Kutipan Sumber ▸
● ● ● ● ●
English French Spain Russian Portuguese Japanese Korean Chinese Simplified

01 Juli 2014

MUI: Stop Politisasi Agama

TELAGASARI, SK - Majelis Ulama Indonesia (MUI) Kecamatan Telagasari menyerukan para ustad dan guru ngaji untuk tidak menjadikan simbol agama sebagai tameng kepentingan politik. Tak hanya itu, MUI Kecamatan Telagasari juga meminta para tokoh agama untuk tidak meggunakan dalil-dalil agama sebagai jualan politik untuk menarik dukungan.
Apalagi dalil yang digunakan tanpa tafsiran dan salah kaprah. "Kami menyerukan agar simbol agama dan dalil agama tidak dijadikan dagangan politik, meskipun kami tidak menampik bahwa hukum memilih pemimpin itu wajib," kata Ketua MUI Kecamatan Telagasari H Ahmad Jufri Salami.
Menurutnya, terkadang perilaku saling hujat untuk memenangkan capres sampai keluar dalil-dalil agama yang tendensius dan tidak ada esensinya dengan kenegaraan. Ia mencotohkan istilah 'minna wamihum' yang artinya ini golongan kami dan itu golongan mereka. Padahal istilah itu digunakan saat era Nabi Muhammad SAW untuk golongan Islam dan kata 'mereka' itu adalah kafir.
Begitupun saat era orde baru, penggunaan penggalan ayat 'walaa taqrobu haadzihisyajaroh' yang artinya jangan kamu mendekati pohon ini (khuldi) dan justru diartikan pohon beringin. Padahal pohon khuldi itu adalah yang dilarang Allah untuk didekati Nabi Adam. Artinya pohon beringin dikesankan siapapun yang mendekati Golkar adalah tergoda bisikan syetan. "Inilah yang saya maksud, agar umat Islam jangan sembarang menjadikan dalil itu tameng yang justru objeknya tidak jelas, pada akhirnya ukhuwah Islamiyah antar sesama muslim akan pecah," katanya.
Lebih lanjut Kiai Jufri menambahkan, momen pemilihan capres saat bulan Ramadan ini jangan bersaing dengan saling hujat dan memperbesar ghibah, karena ghibah atau menjelekkan orang lain apalagi sesama muslim dengan isu-isu sara jelas mengurangi nilai ibadah puasa. Justru tambahnya, persaingan itu haruslah dijadikan ajang fastabiqul khairat dan jangan saling ghibah, apalagi mengadu domba.
● ● ● ● ●
Informasi yang Diberikan ▸
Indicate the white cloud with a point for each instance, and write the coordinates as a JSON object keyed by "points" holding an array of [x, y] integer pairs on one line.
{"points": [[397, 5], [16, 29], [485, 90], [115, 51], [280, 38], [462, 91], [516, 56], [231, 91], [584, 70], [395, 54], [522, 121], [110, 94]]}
● ● ● ● ●
Yang Harus Dikerjakan ▸
Tuliskan ulang tanpa perubahan seluruh bagian artikel tentang seruan MUI itu, mulai dari "Apalagi dalil yang" sampai "Ahmad Jufri Salami.".

Soal Terjawab ▸
Apalagi dalil yang digunakan tanpa tafsiran dan salah kaprah. "Kami menyerukan agar simbol agama dan dalil agama tidak dijadikan dagangan politik, meskipun kami tidak menampik bahwa hukum memilih pemimpin itu wajib," kata Ketua MUI Kecamatan Telagasari H Ahmad Jufri Salami.